Provided passage |

= = = = =

‘Being-towards-death’

Perhaps it’s my dear wife’s recent brushes with death, or simply that fact that I have surpassed the proverbial ‘threescore and ten’ years, but my thoughts have been turning to the question of mortality.
‘Death’, writes Stephen Travis (I Believe in the Second Coming of Jesus) ‘has become a subject of embarrassment, a matter of whispered uncertainties.’ Death has been removed from our everyday experience, transferred from the home to the hospital, from the neighbourhood to the newspaper. A person may reach the age of 50 without ever being close to a dying person. Death is something that happens to other people.
How can we think healthily and biblically about death and what lies beyond?
Martin Heidegger (1889-1976) famously espoused the idea of ‘being-towards-death’.
According to Heidegger, our lives lead inevitably and inexorably towards death, and authentic existence will face up to this fact, and live in the truth of it. We know that others have died, and that we too must die. Indeed, Heidegger quoted the German poet von Tepl: “As soon as man comes to life, he is at once old enough to die”

= = = = =

Entries shown |
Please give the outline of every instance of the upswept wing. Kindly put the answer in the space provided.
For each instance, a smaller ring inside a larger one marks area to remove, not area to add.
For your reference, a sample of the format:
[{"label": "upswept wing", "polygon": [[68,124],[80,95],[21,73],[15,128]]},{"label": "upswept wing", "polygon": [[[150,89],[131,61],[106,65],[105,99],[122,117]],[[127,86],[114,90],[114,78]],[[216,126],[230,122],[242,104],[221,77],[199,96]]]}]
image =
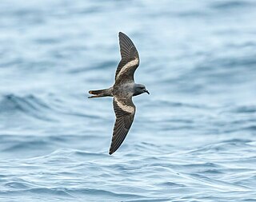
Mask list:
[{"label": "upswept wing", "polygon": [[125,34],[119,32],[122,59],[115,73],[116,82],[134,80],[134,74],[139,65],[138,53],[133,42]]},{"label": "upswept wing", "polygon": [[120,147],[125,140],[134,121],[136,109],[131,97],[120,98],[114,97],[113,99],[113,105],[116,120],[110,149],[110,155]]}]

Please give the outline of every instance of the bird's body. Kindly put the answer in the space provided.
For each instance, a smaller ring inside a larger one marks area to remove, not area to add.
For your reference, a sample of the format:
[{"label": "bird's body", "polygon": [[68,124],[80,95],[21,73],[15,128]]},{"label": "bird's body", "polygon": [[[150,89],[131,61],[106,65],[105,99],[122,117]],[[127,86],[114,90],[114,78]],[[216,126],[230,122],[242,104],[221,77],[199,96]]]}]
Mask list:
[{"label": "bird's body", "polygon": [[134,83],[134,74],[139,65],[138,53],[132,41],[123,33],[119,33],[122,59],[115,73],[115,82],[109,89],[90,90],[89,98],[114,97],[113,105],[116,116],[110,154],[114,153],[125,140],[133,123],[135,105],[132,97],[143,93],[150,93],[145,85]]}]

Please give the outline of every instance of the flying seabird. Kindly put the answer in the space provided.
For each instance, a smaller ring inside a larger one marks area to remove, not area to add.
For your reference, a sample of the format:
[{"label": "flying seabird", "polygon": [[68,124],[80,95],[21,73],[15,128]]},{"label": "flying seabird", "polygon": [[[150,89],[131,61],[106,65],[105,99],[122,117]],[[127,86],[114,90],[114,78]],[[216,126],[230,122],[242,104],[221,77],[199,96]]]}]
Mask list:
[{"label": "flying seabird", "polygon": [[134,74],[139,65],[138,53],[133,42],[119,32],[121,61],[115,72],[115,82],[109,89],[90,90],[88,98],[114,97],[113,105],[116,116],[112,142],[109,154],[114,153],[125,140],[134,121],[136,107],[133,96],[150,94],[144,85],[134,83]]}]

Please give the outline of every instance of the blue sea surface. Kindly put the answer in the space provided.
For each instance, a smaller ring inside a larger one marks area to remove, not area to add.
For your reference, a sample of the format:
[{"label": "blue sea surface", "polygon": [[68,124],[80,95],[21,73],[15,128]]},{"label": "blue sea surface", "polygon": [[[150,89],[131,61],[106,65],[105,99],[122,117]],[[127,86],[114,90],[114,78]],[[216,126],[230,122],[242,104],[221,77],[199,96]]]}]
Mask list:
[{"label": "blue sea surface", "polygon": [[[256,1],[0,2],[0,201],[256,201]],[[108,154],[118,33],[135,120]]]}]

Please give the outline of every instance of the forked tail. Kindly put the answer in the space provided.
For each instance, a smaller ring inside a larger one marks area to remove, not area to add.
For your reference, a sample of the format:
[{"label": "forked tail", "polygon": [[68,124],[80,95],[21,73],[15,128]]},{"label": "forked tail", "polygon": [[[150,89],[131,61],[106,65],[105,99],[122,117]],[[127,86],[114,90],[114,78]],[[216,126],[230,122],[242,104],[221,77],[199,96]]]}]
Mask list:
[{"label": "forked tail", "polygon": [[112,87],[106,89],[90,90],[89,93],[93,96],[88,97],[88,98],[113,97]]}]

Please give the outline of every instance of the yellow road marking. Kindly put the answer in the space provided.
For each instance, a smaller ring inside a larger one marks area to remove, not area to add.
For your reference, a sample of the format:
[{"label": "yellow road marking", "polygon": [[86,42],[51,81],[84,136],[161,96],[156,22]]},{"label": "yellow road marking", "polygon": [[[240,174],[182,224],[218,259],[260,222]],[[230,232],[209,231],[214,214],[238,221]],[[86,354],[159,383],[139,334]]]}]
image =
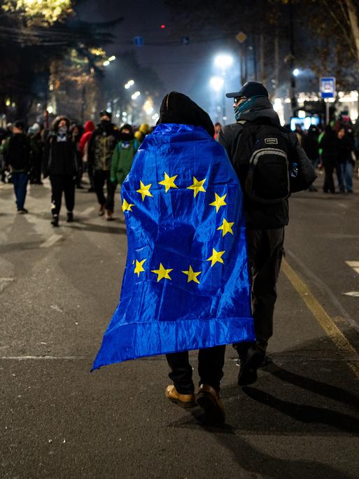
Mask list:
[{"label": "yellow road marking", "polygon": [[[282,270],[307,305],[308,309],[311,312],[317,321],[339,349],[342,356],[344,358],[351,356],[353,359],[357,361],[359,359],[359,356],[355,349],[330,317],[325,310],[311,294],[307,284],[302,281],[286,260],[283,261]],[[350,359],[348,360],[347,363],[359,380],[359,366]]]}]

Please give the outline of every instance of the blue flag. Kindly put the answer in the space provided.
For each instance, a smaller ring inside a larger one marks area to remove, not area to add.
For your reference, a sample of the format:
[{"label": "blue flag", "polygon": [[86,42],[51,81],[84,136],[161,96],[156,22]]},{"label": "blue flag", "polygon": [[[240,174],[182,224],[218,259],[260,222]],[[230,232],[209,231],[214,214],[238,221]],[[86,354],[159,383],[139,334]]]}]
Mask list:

= = = = =

Directions |
1. According to the passage on being-towards-death, which German poet did Heidegger quote?
2. Write the next part of the passage on being-towards-death, beginning right after the quotation from von Tepl.

Replies |
1. Von Tepl.

2.
For Paul Tillich, awareness of death prompts us to reflect on our finitude, and to ask questions about God and what might lie beyond death.
Those whose thinking is shaped by the biblical revelation will agree with Heidegger’s insistence that we confront the reality of our mortality. But they will wish to add to it a commitment to being-towards-life (Ricouer) and, indeed, being-towards-resurrection (Vanhoozer).
Yes, let us face up to the reality of death. But let us put of trust in Jesus, who has triumphed over death and offers the free gift of life – eternal life.